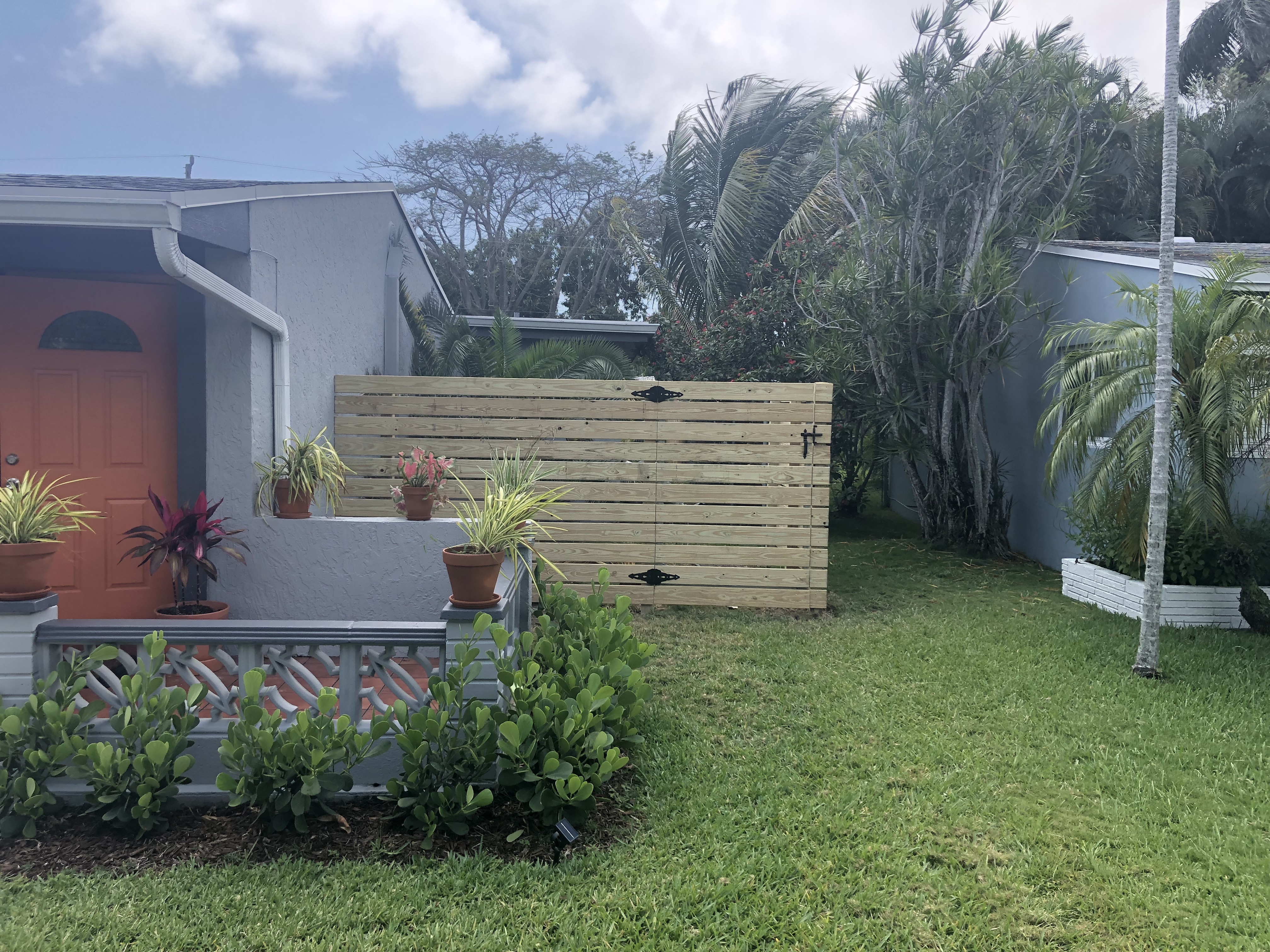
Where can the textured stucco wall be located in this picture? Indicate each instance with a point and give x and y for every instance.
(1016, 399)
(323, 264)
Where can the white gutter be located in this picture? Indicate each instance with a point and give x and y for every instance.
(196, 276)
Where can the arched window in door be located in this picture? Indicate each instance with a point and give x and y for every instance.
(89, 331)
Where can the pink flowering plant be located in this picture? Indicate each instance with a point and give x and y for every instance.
· · · ·
#### [Instrukcje i wymagania]
Przeskaluj wszystkie powyższe wiersze. Przepisz je w całości, łącznie z poleceniami, ale współrzędne punktów w odpowiedziach pomnóż przez 1,05 i zaokrąglij do liczb całkowitych, połówki w górę, a obrazy pomiń.

#### [Odpowiedź]
Where can the textured stucco wall be located in this picture? Indicate each instance with a point and give x and y for every instance.
(1067, 419)
(339, 277)
Where can the white gutter be located in this picture? Indicate each instance with a point and give x and y for every instance.
(206, 290)
Where can the arched window in door be located in this picture? Indicate each instance with a point and give x and y for every instance.
(93, 348)
Where can the pink flowering plant be located in this picture? Indicate each instance with a point and give x and y for every instance.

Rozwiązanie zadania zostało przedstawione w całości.